**What you will do:** Can you reproduce the TrueType font instructions, beginning at the words "From within the" and stopping after "this called chkfontpath.", with "xfs" changed to "font server"?

**Selected passage:**
::::

5.3.1. Installing TrueType Fonts

You need to run these commands as root. If you are currently logged in as a
normal user, you can use su to do this now.
You should now have xfs availability, otherwise use the steps in the previous
section to obtain it.
In some distributions like Mandrake, installing TrueType fonts is a cakewalk.
Just go to DrakConf and use the font install utility - follow a few easy steps
there and you'll have them all.
Put your TrueType fonts in whatever directory you want. For example, /usr/
share/tamiltt.
From within the directory containing your new fonts, type:
ttmkfdir -m 50 -o fonts.scale
This makes a file that will contain the necessary information about the fonts
for the xfs server. The option -m 50 specifies the magnification for the fonts;
I have seen some Tamil fonts working well only with -m 100.
Then type:
mkfontdir
Now you can add the new directory to your xfs search path. Red Hat (and Red
Hat-like) distributions come with a neat utility to do this called chkfontpath.
Run chkfontpath like this:
chkfontpath --add /usr/share/tamiltt
This will add the new font directory to your font path.
(Other users, who have an xfs font server, without ttf support, can do this by
editing their xfs configuration file.
If xfs is already installed on your system, you should see which port it is
running on. You can do this with the following command:
ps ax grep xfs
Then check your XFree86 font path with this command:
xset -q
If your font path includes something like “unix:/port number,” where port
number is the port on which the server is running, then you already have xfs
set up properly. Otherwise, you should add it to your XFree86 font path with
these commands:
xset fp+ <unix/:port number>
xset fp rehash

Note

The port number is a numerical value, something like 7100.
You can add the fontpath permanently by editing your .xinitrc. To add it
system-wide, edit your XF86Config file (either under /etc/X11/XF86Config, /etc/
X11/XF86Config-4, /etc/XF86Config, or /usr/X11R6/lib/X11/XF86Config), by adding
the following line to the Files section:
FontPath "unix/:port number"
Here is an example of how it should look:

          ...
          Section Files
          ...

          FontPath "unix/:-1"
          ...
          EndSection
          ...
  	

If xfs is already properly installed, then you can restart it like this as
root:
service xfs restart
After restarting xfs, it is a good idea to restart your X session.
As most of the users in Tamil will be doing this, let me summarize the
essential steps.

  1. Become root.

::::

**Record list:**
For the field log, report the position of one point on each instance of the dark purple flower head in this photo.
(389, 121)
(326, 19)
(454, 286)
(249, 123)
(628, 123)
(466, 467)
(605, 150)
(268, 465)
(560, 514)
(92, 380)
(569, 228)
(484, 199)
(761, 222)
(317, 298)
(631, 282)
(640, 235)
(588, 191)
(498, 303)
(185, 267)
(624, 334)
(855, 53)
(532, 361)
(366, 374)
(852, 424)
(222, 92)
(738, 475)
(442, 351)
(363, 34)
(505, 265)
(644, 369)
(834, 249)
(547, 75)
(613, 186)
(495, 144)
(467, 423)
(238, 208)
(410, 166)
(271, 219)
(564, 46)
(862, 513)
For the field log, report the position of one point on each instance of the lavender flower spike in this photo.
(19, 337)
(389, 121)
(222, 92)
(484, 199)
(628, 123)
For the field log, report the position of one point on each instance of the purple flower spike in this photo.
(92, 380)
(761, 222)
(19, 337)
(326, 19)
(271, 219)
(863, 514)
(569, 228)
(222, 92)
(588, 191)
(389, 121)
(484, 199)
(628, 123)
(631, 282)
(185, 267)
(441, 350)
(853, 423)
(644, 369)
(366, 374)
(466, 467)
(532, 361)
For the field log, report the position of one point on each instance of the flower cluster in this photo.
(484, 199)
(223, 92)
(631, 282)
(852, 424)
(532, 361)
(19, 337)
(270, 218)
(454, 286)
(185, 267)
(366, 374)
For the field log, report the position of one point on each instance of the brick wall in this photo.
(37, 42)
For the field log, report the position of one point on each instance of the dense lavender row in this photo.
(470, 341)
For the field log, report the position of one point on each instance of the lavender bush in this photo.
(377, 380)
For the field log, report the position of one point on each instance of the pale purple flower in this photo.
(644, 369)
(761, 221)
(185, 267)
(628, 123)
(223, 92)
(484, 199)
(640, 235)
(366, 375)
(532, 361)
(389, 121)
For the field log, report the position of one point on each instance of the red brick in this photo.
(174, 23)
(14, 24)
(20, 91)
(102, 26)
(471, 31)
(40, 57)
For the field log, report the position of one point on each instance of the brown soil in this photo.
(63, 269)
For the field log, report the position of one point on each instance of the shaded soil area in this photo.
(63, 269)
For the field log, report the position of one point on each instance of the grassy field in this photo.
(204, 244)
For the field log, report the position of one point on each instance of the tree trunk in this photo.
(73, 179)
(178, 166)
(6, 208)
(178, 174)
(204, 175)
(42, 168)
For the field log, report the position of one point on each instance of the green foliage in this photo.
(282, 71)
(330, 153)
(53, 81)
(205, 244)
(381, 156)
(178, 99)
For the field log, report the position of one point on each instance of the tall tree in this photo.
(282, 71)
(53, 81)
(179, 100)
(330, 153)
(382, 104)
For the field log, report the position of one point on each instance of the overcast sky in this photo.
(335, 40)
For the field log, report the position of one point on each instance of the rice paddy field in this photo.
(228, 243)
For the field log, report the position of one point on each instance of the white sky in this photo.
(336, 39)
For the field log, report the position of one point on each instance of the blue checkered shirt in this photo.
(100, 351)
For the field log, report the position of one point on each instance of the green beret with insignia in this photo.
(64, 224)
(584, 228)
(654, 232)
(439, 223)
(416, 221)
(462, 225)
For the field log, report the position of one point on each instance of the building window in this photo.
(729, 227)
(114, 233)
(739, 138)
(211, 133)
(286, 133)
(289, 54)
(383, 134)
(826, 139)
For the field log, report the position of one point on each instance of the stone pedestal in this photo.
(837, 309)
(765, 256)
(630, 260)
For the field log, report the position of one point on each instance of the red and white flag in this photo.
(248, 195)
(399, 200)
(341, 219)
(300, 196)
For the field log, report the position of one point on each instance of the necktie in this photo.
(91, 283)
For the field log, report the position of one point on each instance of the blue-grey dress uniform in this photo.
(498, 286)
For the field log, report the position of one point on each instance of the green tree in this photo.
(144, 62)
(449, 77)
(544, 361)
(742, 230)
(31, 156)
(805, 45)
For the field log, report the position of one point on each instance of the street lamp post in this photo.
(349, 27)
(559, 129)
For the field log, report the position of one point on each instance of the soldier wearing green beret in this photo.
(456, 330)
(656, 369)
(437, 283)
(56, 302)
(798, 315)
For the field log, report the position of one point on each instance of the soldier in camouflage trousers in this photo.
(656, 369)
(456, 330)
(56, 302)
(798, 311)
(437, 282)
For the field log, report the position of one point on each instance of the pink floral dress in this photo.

::::

**Correct result:**
From within the directory containing your new fonts, type:
ttmkfdir -m 50 -o fonts.scale
This makes a file that will contain the necessary information about the fonts
for the font server server. The option -m 50 specifies the magnification for the fonts;
I have seen some Tamil fonts working well only with -m 100.
Then type:
mkfontdir
Now you can add the new directory to your font server search path. Red Hat (and Red
Hat-like) distributions come with a neat utility to do this called chkfontpath.